=== Given text ===

####

That _should_ be all you need to do... Have you see this page?

First make sure you have libusb-0.1.12 installed. Then try the command "mtp-detect" with your device plugged in. It you don't get any output, try creating the udev rules in the above link. Sorry I can't be of more assistance, I've never used amarok or an MTP device.

Also, in case you weren't aware, using "USE=" to emerge things is not recommended. It's okay for testing (with -p), but you should add the use flags you want to either the global /etc/make.conf or on a per-package basis in /etc/portage/package.use -- read "man portage" for more information.

----------

## hypnotic

Hi ducky -

Rest easy in knowing that the YP-K5 *can* be used with Linux because I just got mine working with Amarok.  Here's a step-by-step. This should help anybody who has an MTP player. I haven't figured out how to get the Amarok auto-detect to work yet.

1) First make sure you've got libmtp installed.  For Gentoo users, emerge libmtp.  Non-Gentoo users are on their own.

####

(Records from a data collection)
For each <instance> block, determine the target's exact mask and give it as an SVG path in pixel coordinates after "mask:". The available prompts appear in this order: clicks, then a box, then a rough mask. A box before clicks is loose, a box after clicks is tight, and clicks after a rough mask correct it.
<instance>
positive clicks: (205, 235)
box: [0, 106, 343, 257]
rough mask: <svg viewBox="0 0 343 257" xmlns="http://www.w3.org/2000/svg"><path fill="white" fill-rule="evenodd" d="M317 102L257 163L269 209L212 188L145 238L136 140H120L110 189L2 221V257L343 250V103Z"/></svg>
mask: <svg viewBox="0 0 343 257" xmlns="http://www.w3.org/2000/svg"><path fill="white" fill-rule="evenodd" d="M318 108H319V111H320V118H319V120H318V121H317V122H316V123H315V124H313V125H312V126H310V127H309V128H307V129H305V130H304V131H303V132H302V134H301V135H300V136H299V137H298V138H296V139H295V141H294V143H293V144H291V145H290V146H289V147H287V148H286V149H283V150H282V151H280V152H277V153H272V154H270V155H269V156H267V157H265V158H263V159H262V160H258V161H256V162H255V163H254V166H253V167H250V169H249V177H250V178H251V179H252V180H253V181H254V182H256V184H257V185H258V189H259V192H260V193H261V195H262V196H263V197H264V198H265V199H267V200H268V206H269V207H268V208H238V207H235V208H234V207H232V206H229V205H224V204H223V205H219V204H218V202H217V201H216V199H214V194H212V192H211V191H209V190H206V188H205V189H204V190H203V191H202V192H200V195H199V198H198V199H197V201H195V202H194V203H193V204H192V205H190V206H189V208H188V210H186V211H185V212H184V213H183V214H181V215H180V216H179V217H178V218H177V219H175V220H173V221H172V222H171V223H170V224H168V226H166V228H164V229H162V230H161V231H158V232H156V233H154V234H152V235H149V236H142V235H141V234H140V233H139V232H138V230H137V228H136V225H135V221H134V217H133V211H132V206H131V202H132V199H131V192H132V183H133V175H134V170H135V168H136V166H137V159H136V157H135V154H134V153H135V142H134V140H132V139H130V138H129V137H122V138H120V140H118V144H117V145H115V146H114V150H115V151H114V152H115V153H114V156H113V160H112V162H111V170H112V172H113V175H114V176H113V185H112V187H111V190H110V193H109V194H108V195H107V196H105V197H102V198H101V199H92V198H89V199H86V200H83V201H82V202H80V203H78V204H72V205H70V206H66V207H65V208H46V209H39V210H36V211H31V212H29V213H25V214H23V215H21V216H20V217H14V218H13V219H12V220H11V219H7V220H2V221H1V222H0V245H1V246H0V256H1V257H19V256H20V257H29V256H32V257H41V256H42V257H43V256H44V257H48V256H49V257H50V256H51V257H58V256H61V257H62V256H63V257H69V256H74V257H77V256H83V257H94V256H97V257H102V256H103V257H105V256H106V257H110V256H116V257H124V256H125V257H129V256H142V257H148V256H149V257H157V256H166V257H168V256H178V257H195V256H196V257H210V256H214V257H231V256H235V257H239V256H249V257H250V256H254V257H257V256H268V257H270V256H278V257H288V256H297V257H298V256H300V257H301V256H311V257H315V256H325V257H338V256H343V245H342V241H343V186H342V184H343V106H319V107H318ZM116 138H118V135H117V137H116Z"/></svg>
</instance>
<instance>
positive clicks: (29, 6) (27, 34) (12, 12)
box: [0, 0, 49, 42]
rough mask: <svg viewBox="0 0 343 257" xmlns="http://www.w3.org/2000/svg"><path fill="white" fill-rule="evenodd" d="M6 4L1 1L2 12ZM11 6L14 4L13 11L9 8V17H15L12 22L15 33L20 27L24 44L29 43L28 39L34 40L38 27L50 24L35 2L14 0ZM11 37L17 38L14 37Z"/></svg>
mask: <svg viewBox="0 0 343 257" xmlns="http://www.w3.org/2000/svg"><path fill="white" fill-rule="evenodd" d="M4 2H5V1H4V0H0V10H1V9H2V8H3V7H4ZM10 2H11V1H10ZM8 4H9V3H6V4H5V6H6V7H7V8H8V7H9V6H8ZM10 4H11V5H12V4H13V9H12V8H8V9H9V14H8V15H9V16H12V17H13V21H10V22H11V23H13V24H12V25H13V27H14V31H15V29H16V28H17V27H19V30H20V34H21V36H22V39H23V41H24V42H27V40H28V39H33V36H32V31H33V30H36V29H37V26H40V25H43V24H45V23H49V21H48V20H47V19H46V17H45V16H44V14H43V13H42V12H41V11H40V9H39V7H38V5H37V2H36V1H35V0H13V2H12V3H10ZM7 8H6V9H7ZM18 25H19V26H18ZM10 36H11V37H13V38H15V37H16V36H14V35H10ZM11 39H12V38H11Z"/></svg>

####

Revise the stretch of the forum thread from "Rest easy in" through "to work yet.", changing "Amarok" to "Rhythmbox" wherever it occurs. These lines have nothing to do with the forum thread above.

=== Task response ===
Rest easy in knowing that the YP-K5 *can* be used with Linux because I just got mine working with Rhythmbox.  Here's a step-by-step. This should help anybody who has an MTP player. I haven't figured out how to get the Rhythmbox auto-detect to work yet.